=== Begin Enclosure ===

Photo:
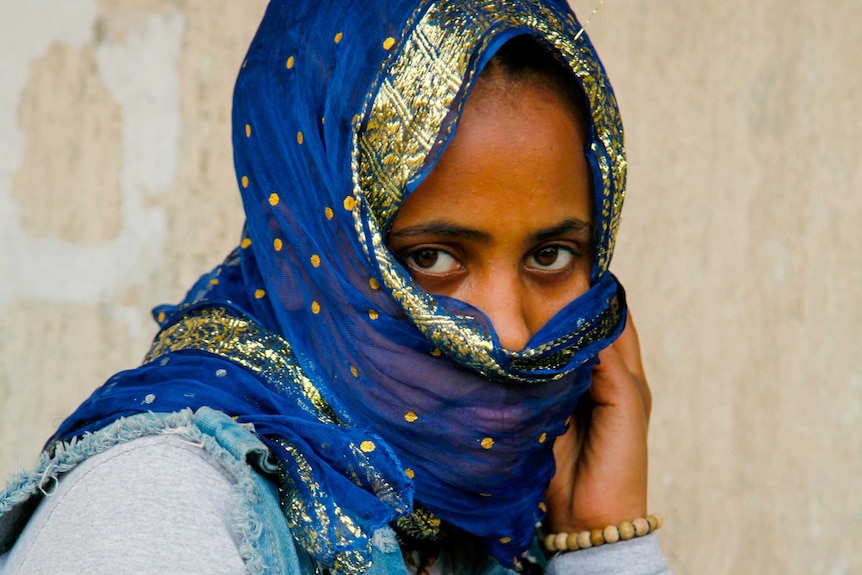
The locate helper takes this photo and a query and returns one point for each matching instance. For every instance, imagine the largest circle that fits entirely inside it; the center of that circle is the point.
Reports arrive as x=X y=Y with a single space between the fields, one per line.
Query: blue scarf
x=382 y=403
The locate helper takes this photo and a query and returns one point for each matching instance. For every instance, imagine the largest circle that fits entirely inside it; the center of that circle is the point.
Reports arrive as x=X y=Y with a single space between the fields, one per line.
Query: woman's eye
x=432 y=261
x=551 y=258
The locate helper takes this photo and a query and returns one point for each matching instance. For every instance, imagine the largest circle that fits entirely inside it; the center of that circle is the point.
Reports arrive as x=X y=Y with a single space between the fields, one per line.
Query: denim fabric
x=266 y=543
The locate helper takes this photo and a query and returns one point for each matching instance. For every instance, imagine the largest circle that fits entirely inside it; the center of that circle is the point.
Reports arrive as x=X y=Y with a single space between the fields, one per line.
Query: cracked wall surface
x=739 y=246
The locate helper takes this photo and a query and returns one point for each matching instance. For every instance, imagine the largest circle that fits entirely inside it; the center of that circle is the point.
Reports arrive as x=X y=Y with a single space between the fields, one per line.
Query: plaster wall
x=739 y=245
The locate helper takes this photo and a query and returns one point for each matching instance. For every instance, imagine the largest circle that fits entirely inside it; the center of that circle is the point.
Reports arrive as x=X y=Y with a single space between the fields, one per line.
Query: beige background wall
x=740 y=245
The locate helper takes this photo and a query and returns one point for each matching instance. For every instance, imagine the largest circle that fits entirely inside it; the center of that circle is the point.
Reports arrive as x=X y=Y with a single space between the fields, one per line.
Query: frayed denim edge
x=44 y=475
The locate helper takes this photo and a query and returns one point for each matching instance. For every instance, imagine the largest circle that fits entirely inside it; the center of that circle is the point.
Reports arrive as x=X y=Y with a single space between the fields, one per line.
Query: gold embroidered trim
x=409 y=116
x=221 y=332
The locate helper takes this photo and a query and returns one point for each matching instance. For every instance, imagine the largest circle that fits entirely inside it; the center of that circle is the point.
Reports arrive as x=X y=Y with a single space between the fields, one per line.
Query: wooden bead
x=584 y=541
x=560 y=541
x=641 y=526
x=597 y=537
x=627 y=530
x=611 y=534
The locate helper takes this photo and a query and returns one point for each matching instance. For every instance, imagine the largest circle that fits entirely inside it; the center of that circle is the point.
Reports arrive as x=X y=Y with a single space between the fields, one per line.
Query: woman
x=382 y=375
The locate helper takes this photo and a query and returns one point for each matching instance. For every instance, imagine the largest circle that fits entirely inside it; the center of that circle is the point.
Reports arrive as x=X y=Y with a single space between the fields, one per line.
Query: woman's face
x=503 y=222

=== End Enclosure ===

> **Task statement**:
Skipping any images, write out all the data exactly.

> **Your solution**:
Photo:
The locate helper takes this photo and a query and returns one point for each matching instance. For every instance, imagine the largest circle that fits entirely inside it; the center of that circle is the point.
Reports arrive as x=X y=Y with a single space between the fields, one per line.
Query: blue scarf
x=382 y=403
The locate helper takes this photo and a query and returns one point for each matching instance. For every instance, imagine the largest circle that fits entirely inside it; the center of that circle is the point.
Reports arrive as x=X y=Y with a single space between the fields, one per line.
Query: woman's eye
x=432 y=261
x=551 y=258
The locate helper takes this photo and a query and returns one point for each matching instance. For every instance, imagine the largest circle that fits entirely inside it; the center of that circle is the point.
Reports arrive as x=X y=Y with a single space between the fields, one per line.
Query: denim fabric
x=266 y=543
The locate helper takes this photo and a query and returns one point for each matching instance. For every instance, imagine the largest circle that fits entirely inside it; the center of that circle is the point.
Reports arrive as x=X y=Y with a single space between the fields, one per line.
Query: cracked wall surface
x=739 y=246
The locate helper takes this photo and a query and returns one point for each matching instance. For every instance, imagine the largest circle that fits entirely inside it; the center of that circle is the point.
Reports arrive as x=X y=Y with a single space between the fields, one per line.
Query: plaster wall
x=739 y=245
The locate helper takes this photo and a query and returns one point for each matching instance. For every instance, imagine the largest circle that fits entirely inside it; the center of that circle is the point.
Reports arrive as x=X y=Y with a single space between the fields, one per line.
Query: beige background wall
x=740 y=245
The locate helper takes this photo and a query and returns one point for each matching instance. For every instance, imagine the largest circle that fits entirely inside it; the center of that circle is the point.
Reports arrive as x=X y=Y with a single space between the fields, one per line.
Query: frayed denim edge
x=44 y=475
The locate helper takes this photo and a query and returns one point for each matching instance. For every instance, imagine the largest circle that fits entirely inside it; the center of that circle is the point.
Reports arrive as x=X y=Y with a single space between the fields, one per line.
Query: gold embroidered trim
x=409 y=116
x=221 y=332
The locate helper takes this photo and a query and returns one point for each matching instance. For every instance, imagine the largest circle that fits entirely inside it; the center of that circle is the point.
Reports arrive as x=X y=Y with a single space between the fields, one per line.
Query: wooden bead
x=584 y=541
x=560 y=541
x=641 y=526
x=597 y=537
x=627 y=530
x=611 y=534
The locate helper takes this photo and a query and returns one point for each matching instance. For every instance, imagine the largest circle that fits entirely inside it; the center of that circle is the point.
Reports arrive as x=X y=Y with a single space between the fields, one per line.
Query: woman
x=382 y=375
The locate helper takes this photo and a query and returns one point for each matching instance. For every instance, imagine the largest circle that fits entirely inside it; the center of that circle is the point.
Reports arrive as x=X y=Y with a single space between the fields, one per line.
Query: woman's face
x=503 y=222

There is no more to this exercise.